_Exercise directions_
After reading the data, copy it out in full and exactly.

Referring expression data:

————————

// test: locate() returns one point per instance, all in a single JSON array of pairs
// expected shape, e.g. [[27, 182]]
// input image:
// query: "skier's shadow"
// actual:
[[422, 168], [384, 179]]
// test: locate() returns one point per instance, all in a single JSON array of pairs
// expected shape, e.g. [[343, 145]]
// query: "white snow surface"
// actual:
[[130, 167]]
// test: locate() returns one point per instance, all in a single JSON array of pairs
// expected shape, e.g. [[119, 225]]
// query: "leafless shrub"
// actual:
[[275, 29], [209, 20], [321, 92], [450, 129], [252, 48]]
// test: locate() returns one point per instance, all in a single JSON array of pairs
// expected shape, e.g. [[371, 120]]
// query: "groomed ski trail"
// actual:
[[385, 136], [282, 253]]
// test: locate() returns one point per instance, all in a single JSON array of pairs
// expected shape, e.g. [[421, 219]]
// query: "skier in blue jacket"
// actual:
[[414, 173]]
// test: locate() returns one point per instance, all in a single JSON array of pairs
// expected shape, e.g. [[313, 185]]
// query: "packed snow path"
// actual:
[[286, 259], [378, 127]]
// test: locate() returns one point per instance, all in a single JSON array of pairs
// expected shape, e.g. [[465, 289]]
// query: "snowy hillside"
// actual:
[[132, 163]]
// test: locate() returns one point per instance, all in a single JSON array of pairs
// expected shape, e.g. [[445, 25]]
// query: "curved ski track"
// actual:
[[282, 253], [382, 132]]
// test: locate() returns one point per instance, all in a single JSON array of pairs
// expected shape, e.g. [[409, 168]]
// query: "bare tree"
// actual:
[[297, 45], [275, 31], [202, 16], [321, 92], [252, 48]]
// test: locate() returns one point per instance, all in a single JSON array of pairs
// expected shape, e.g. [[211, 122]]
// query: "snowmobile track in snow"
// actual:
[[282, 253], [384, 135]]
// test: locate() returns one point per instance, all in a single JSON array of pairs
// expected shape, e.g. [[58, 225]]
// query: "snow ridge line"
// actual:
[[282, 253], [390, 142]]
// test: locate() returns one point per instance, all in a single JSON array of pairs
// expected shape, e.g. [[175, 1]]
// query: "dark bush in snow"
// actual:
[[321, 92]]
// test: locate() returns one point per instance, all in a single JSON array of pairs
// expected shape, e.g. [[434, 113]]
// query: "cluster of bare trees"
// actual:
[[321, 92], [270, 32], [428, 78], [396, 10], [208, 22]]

————————

_Output of the task_
// test: locate() returns one point per instance, all in a single JSON array of pairs
// expected shape, e.g. [[27, 182]]
// input image:
// query: "skier's shadow"
// actual:
[[422, 168], [384, 179]]
// test: locate() returns one point per instance, all in a single JSON array of pairs
// expected shape, e.g. [[343, 145]]
// query: "white snow surface"
// actual:
[[130, 167]]
// test: locate() returns one point per instance, all in a single JSON array of pairs
// expected shape, e.g. [[119, 225]]
// query: "leafless shrub"
// actual:
[[275, 29], [209, 20], [321, 92], [450, 129], [252, 48]]
// test: locate() returns one point per instance, all in a single JSON array of pairs
// expected shape, e.g. [[371, 120]]
// query: "groomed ski trail"
// actual:
[[385, 136], [282, 253]]
// test: locate() returns one point per instance, all in a single JSON array of pairs
// expected shape, e.g. [[421, 219]]
// query: "skier in blue jacket"
// actual:
[[414, 173]]
// test: locate() returns one point per instance, all in a single JSON array of pairs
// expected shape, e.g. [[313, 185]]
// query: "packed snow path"
// actual:
[[286, 259], [378, 127]]
// test: locate() returns one point per instance, all in a single JSON array of pairs
// expected shape, e.g. [[465, 289]]
// query: "snowy hillside"
// actual:
[[132, 163]]
// test: locate() returns one point per instance, all in a single JSON array of pairs
// expected shape, e.g. [[445, 25]]
// query: "curved ski track"
// actual:
[[282, 253], [382, 132]]
// test: locate() returns one point per instance, all in a single JSON array of pairs
// expected shape, e.g. [[409, 168]]
// query: "bare tree"
// actual:
[[297, 45], [275, 31], [202, 16], [321, 92], [252, 48]]
// test: locate() returns one point per instance, all in a single JSON array of pairs
// expected shape, e.g. [[211, 122]]
// query: "snowmobile track in snow"
// actual:
[[282, 253], [384, 135]]
// test: locate() returns one point per instance, all in a single JSON array of pairs
// expected shape, e.g. [[58, 225]]
// query: "snow ridge line"
// actual:
[[282, 253], [390, 142]]
// test: locate() returns one point per instance, all in a single JSON array of pairs
// expected shape, e.g. [[175, 1]]
// query: "dark bush in snow"
// actual:
[[321, 92]]
// test: locate() returns one point per instance, all in a single JSON array of pairs
// expected shape, e.g. [[434, 113]]
// query: "cluster of bare trees"
// actual:
[[321, 92], [270, 32], [428, 78], [396, 10], [208, 22]]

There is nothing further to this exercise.